The answer is the full set of records, given again exactly and without images.

■ ■ ■ ■ ■ ■ ■

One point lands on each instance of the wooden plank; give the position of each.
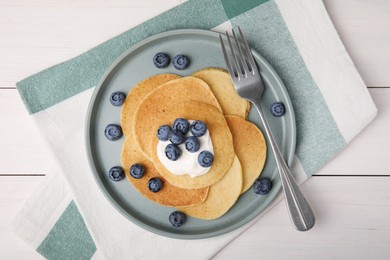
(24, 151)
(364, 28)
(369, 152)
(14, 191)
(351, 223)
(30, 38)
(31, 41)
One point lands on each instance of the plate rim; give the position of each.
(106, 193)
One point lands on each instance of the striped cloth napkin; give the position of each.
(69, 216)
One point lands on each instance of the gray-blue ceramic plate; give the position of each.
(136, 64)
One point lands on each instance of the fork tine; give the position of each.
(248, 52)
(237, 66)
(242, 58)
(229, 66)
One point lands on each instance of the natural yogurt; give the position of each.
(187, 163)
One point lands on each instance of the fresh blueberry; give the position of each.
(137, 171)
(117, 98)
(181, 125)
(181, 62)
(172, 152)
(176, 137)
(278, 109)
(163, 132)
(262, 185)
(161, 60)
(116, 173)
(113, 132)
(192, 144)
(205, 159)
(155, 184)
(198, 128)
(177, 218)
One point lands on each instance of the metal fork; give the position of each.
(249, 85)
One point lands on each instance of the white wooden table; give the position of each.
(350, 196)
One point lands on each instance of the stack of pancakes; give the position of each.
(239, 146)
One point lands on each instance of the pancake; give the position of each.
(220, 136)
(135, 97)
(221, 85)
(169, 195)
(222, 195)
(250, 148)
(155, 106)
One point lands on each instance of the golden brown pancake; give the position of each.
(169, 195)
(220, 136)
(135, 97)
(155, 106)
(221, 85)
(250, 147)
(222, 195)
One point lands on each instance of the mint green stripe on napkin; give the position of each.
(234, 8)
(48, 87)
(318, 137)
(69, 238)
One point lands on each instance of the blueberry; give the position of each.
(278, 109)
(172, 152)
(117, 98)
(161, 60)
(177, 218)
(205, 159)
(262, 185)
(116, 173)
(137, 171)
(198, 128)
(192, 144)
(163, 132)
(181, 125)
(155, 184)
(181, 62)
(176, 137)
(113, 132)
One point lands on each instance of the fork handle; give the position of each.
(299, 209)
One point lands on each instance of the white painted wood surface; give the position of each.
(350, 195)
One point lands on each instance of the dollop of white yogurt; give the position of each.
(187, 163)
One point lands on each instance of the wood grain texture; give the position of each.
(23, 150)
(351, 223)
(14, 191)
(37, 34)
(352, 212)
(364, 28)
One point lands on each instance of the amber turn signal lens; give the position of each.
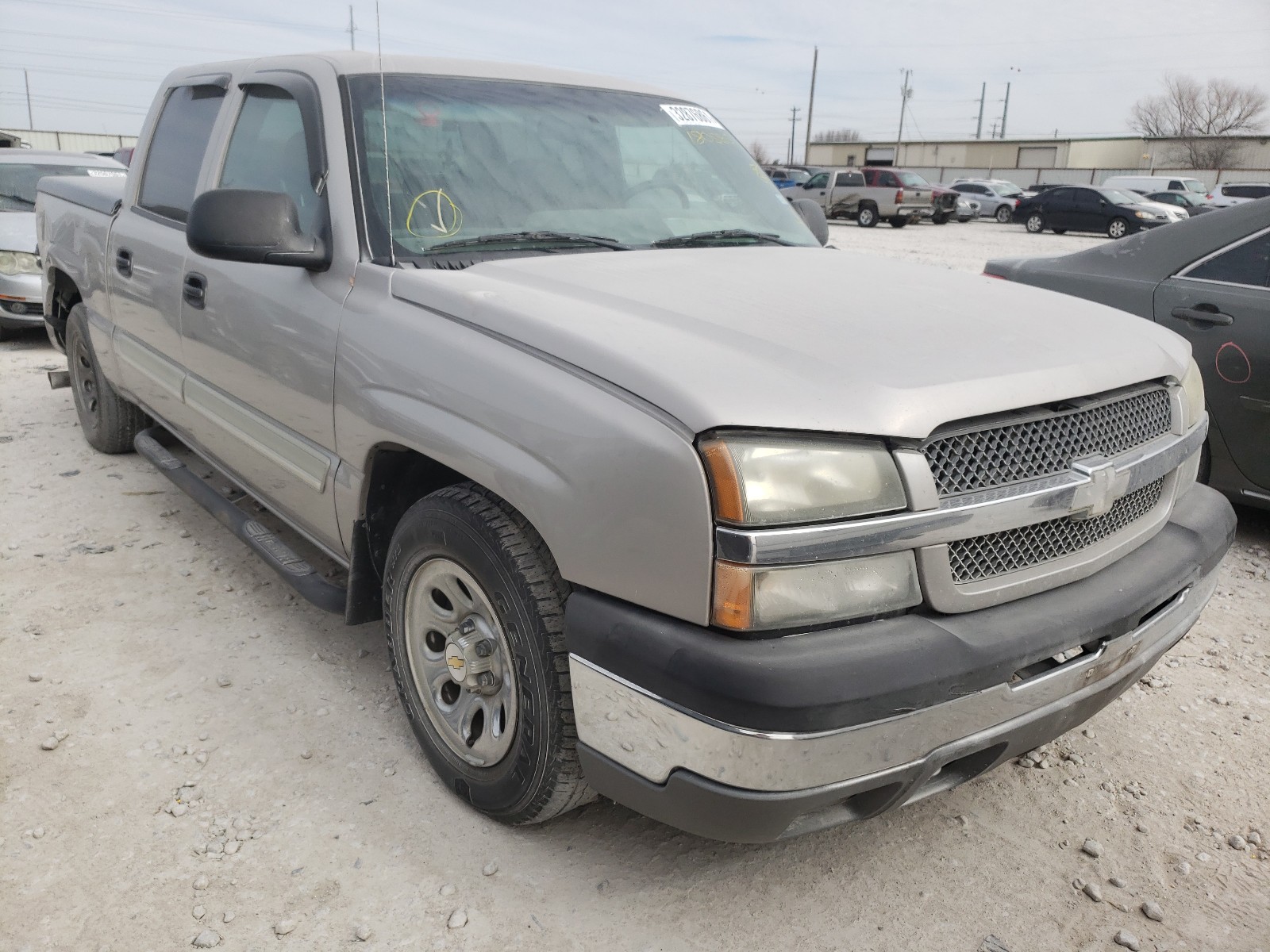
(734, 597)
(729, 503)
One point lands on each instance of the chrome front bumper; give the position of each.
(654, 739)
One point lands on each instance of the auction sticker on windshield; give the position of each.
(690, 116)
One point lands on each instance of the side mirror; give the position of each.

■ ■ ■ ■ ■ ■ ■

▸ Expected answer:
One point lands on each instance of the wooden plank; give the position of each.
(24, 151)
(364, 28)
(369, 152)
(14, 191)
(351, 223)
(30, 38)
(31, 41)
One point lands on each instance of the plate rim; give the position of each.
(106, 193)
One point lands on each instance of the striped cloth napkin; give the position of each.
(69, 216)
One point lands on each instance of the gray-blue ceramic plate; give the position of each.
(136, 64)
One point lands on each instance of the fork tine; give the position of each.
(248, 52)
(237, 66)
(242, 58)
(229, 66)
One point lands on each instance of the natural yogurt; give the position of each.
(187, 163)
One point lands on each instance of the fresh blueberry; give the position of each.
(137, 171)
(117, 98)
(181, 125)
(181, 62)
(172, 152)
(176, 137)
(278, 109)
(163, 132)
(262, 185)
(161, 60)
(116, 173)
(113, 132)
(192, 144)
(205, 159)
(155, 184)
(198, 128)
(177, 218)
One point lands on each instance of the metal fork; give the position of each.
(249, 85)
One point lands on each instance of the white wooden table; give the position of each.
(350, 196)
One point lands on each instance of the stack of pancakes; give the position of each.
(239, 146)
One point lands on each instance of the pancake; give the position of each.
(220, 136)
(135, 97)
(221, 85)
(169, 195)
(222, 195)
(250, 148)
(155, 106)
One point lands on each instance of the golden brown pancake; give the position of each.
(169, 195)
(220, 136)
(135, 97)
(155, 106)
(221, 85)
(250, 147)
(222, 195)
One point lands on each instance of the mint green stripe on napkin; give the position of each.
(234, 8)
(48, 87)
(318, 137)
(69, 238)
One point lands on each instance of the blueberry; give the position of each.
(278, 109)
(172, 152)
(117, 98)
(161, 60)
(177, 218)
(205, 159)
(262, 185)
(116, 173)
(137, 171)
(198, 128)
(192, 144)
(163, 132)
(181, 125)
(155, 184)
(181, 62)
(176, 137)
(113, 132)
One point lands on each instance of the fork handle; give the position of each.
(299, 209)
One point lands on each instance of the white painted wood surface; give the position of each.
(350, 195)
One point lands on each instance of the dollop of white yogurt; give the position of each.
(187, 163)
One point lands on each instance of the wood grain texture; give the position of each.
(23, 150)
(351, 223)
(14, 191)
(37, 34)
(352, 212)
(364, 28)
One point lands on each instance of the amber turn signal lens; give the position of each.
(734, 597)
(729, 503)
One point lands on each instance of the chrome front bumper; give the position of each.
(654, 739)
One point lands on each instance of the auction sticker on windshield; give the position of each.
(690, 116)
One point lands on each instance of the side mirror; give the position of each.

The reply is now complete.